+++ Extrait du texte

La colère des agriculteurs qui a percuté ses débuts à Matignon, effritant ses sondages flatteurs, a conduit Gabriel Attal à délaisser un peu ses habituelles astuces de bon communicant pour peaufiner ce qui pourrait devenir sa méthode, l’écoute puis l’action rapide. À un poste que l’on dit précaire – puisqu’Emmanuel Macron pourrait être tenté de revoir totalement l’architecture gouvernementale après les Jeux olympiques pour la fin de son quinquennat – le plus jeune Premier ministre de la Ve République a tout intérêt à montrer qu’il est parvenu à gérer sa première crise politique d’ampleur, qui plus est dans un domaine qui lui était totalement étranger et sous la surveillance constante et peut-être pesante du chef de l’État. Mais pour calmer la colère paysanne, qui rappelle à l’exécutif le traumatisant épisode des Gilets jaunes, le Premier ministre a-t-il trop cédé et trop vite, sur la forme comme sur le fond ?

++++++

- **Consignes**
Répondez à ces questions à partir de l'extrait sur Gabriel Attal :
1. Quelle colère a percuté les débuts de Gabriel Attal à Matignon ?
2. Après quel événement Emmanuel Macron pourrait-il revoir l'architecture gouvernementale ?
3. Quel épisode la colère paysanne rappelle-t-elle à l'exécutif ?
Les enregistrements ne servent à rien ici.

+++ Informations fournies

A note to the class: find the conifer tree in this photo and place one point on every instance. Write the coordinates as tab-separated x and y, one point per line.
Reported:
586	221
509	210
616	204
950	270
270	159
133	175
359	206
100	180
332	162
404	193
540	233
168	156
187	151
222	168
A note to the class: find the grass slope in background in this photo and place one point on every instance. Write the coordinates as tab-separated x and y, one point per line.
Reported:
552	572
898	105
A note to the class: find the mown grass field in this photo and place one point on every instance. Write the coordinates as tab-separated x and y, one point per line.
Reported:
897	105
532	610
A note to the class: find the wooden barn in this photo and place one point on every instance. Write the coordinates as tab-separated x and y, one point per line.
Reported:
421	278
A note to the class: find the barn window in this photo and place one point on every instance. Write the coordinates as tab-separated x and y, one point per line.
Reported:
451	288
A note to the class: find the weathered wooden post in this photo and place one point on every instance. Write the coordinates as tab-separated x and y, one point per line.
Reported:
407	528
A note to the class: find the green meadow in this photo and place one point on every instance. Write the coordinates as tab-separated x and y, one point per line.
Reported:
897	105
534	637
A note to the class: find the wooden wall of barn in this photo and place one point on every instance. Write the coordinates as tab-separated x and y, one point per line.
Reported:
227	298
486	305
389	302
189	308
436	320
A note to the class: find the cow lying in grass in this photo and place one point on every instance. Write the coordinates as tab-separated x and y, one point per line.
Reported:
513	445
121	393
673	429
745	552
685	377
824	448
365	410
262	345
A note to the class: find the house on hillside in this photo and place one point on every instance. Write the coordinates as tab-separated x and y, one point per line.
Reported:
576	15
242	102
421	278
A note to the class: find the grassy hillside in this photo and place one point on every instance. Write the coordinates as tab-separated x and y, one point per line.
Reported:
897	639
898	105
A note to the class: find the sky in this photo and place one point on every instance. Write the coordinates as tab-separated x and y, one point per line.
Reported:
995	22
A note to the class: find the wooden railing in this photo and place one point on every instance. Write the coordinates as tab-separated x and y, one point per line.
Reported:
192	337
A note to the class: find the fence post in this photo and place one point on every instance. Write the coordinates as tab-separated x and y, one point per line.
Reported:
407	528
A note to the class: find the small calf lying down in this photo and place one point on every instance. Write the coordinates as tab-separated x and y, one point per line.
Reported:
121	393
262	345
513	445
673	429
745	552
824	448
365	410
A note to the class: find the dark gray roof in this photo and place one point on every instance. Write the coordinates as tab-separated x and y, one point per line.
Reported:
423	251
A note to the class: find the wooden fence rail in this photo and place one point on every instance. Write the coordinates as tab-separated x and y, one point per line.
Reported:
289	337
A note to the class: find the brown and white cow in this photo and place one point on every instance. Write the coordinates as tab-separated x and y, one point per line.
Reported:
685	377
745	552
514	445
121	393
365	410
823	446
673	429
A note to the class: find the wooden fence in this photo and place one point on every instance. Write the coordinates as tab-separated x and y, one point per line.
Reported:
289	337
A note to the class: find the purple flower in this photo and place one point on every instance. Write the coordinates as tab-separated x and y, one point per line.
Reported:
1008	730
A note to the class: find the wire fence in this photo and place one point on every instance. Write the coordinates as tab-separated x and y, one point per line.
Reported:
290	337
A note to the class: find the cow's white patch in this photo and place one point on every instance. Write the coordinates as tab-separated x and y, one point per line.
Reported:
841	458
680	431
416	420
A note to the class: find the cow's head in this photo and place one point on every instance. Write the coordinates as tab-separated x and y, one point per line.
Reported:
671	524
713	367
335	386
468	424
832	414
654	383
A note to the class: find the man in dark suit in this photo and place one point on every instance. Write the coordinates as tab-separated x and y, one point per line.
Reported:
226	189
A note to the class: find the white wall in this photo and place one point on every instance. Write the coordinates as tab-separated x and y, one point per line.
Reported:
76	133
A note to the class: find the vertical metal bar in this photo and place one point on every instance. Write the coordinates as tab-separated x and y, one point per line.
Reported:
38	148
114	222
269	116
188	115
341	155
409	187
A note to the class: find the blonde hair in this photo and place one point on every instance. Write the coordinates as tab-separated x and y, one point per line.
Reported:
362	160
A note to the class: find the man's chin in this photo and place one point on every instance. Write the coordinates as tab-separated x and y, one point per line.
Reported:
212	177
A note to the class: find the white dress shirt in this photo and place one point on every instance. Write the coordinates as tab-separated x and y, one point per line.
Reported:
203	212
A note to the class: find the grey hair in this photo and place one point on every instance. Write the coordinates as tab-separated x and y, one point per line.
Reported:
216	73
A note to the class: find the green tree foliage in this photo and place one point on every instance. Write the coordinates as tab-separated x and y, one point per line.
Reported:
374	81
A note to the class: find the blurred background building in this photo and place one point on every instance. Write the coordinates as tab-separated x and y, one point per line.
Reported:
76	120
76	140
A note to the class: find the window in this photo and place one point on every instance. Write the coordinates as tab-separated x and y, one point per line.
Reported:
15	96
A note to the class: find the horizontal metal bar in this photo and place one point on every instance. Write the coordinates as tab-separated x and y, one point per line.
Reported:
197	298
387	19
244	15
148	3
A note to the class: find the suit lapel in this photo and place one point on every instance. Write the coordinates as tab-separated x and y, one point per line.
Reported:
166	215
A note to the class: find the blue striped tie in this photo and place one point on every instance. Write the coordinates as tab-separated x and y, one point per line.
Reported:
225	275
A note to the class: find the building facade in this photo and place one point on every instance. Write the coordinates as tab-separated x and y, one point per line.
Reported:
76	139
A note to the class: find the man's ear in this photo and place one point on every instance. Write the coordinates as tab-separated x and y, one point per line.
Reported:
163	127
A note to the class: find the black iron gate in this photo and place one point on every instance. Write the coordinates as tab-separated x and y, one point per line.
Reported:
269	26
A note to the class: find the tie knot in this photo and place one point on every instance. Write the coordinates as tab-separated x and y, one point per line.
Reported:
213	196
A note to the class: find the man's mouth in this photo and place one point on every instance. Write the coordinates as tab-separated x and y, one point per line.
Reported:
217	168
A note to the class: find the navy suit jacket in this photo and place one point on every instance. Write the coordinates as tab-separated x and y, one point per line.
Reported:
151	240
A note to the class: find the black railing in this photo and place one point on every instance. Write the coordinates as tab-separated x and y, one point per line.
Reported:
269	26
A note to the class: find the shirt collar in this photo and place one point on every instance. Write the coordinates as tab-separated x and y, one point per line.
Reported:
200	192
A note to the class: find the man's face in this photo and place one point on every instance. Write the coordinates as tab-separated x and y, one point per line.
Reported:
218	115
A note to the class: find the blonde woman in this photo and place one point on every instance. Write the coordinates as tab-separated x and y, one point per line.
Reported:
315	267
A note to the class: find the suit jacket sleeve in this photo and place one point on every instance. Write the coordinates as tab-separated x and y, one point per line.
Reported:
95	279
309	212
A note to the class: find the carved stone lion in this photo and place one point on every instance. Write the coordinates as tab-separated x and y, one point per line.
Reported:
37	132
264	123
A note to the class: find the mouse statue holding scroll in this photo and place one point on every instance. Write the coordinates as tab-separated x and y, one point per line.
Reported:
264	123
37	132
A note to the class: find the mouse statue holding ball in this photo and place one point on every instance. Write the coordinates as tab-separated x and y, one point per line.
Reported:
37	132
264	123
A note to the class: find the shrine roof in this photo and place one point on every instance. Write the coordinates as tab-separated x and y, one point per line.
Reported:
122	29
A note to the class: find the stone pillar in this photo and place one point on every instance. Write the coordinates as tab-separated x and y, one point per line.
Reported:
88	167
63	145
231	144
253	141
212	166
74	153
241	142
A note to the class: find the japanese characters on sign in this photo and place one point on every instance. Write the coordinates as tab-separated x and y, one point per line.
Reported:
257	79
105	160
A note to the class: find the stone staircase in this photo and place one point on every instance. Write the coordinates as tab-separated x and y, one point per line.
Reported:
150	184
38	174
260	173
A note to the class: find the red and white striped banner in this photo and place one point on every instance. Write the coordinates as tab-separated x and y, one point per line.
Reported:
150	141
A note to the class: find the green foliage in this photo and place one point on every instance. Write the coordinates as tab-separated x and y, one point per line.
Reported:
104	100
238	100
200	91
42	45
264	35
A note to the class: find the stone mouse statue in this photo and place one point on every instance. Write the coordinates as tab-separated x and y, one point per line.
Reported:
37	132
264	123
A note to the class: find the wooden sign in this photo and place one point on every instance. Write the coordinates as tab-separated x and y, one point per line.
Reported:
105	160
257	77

++++++

- **Réponse**
1. La colère des agriculteurs.
2. Après les Jeux olympiques.
3. Le traumatisant épisode des Gilets jaunes.